▶ **PASSAGE TO READ**
↓
Holly Smith has worked as a psychologist in the Battle Ground School District for 11 years. She shared statistics from a 2015 Centers for Disease Control (CDC) Youth Risk Behavior Survey. Out of thousands of youth asked, who identify as part of the LGBTQ community, 34 percent said they have been bullied and 10 percent have been threatened or injured while at school. She added that transgender students are more likely than their heterosexual peers to skip school over fear of safety, and one-third of them attempted suicide.
“I’ve worked in the school with students (who question their) gender identity. You can’t tell me gender is biological when I have a 5-year-old crying in my office because their body does not match,” Smith said. “The CDC has given us some clear guidelines for what is appropriate for us to do. Battle Ground is doing a majority of them.
↑
▶ **INFORMATION GIVEN**
↓
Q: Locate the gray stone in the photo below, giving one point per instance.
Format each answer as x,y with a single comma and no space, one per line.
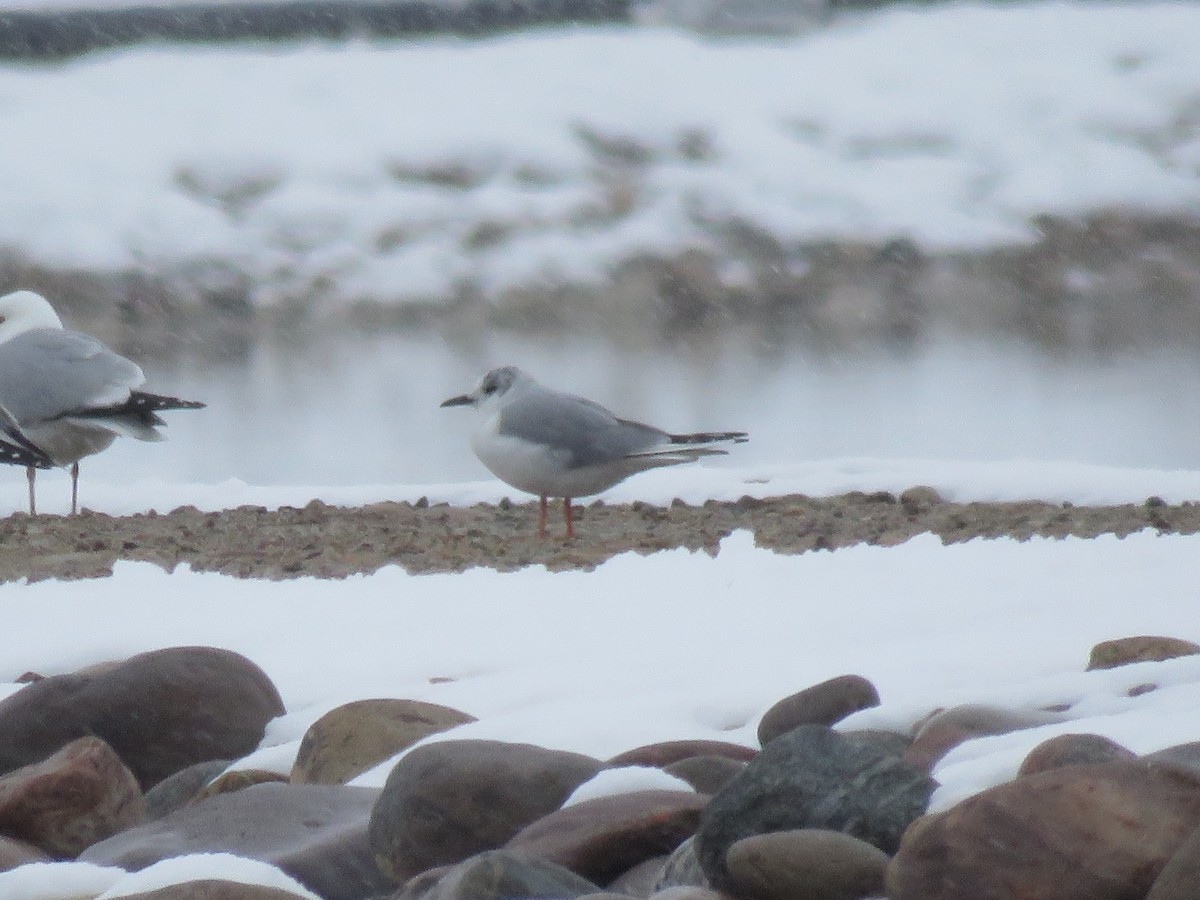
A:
81,795
315,833
820,705
183,787
706,774
450,799
641,880
813,778
352,738
605,837
807,864
501,875
683,869
161,711
1143,648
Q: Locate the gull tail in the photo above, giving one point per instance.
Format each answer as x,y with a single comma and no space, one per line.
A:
711,437
18,450
136,417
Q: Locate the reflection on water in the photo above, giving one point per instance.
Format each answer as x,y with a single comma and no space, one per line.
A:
365,411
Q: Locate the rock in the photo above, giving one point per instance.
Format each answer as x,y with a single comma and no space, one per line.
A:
682,869
820,705
671,751
81,795
1144,648
450,799
15,852
706,774
1098,832
214,889
690,893
919,498
887,743
181,789
315,833
813,778
501,875
238,780
947,729
352,738
605,837
641,880
805,864
161,711
1181,875
1072,750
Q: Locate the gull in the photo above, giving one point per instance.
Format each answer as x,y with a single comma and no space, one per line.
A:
555,444
64,395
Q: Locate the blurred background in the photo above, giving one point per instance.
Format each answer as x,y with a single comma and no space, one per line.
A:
947,231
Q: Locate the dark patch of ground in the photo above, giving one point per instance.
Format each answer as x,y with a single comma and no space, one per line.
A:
330,541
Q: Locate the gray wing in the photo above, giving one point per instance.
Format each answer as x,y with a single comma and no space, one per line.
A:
585,431
47,373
↑
Please repeat word for word the section of the passage above on LGBTQ students in the Battle Ground School District between "Holly Smith has" and "majority of them.", inclusive.

Holly Smith has worked as a psychologist in the Battle Ground School District for 11 years. She shared statistics from a 2015 Centers for Disease Control (CDC) Youth Risk Behavior Survey. Out of thousands of youth asked, who identify as part of the LGBTQ community, 34 percent said they have been bullied and 10 percent have been threatened or injured while at school. She added that transgender students are more likely than their heterosexual peers to skip school over fear of safety, and one-third of them attempted suicide.
“I’ve worked in the school with students (who question their) gender identity. You can’t tell me gender is biological when I have a 5-year-old crying in my office because their body does not match,” Smith said. “The CDC has given us some clear guidelines for what is appropriate for us to do. Battle Ground is doing a majority of them.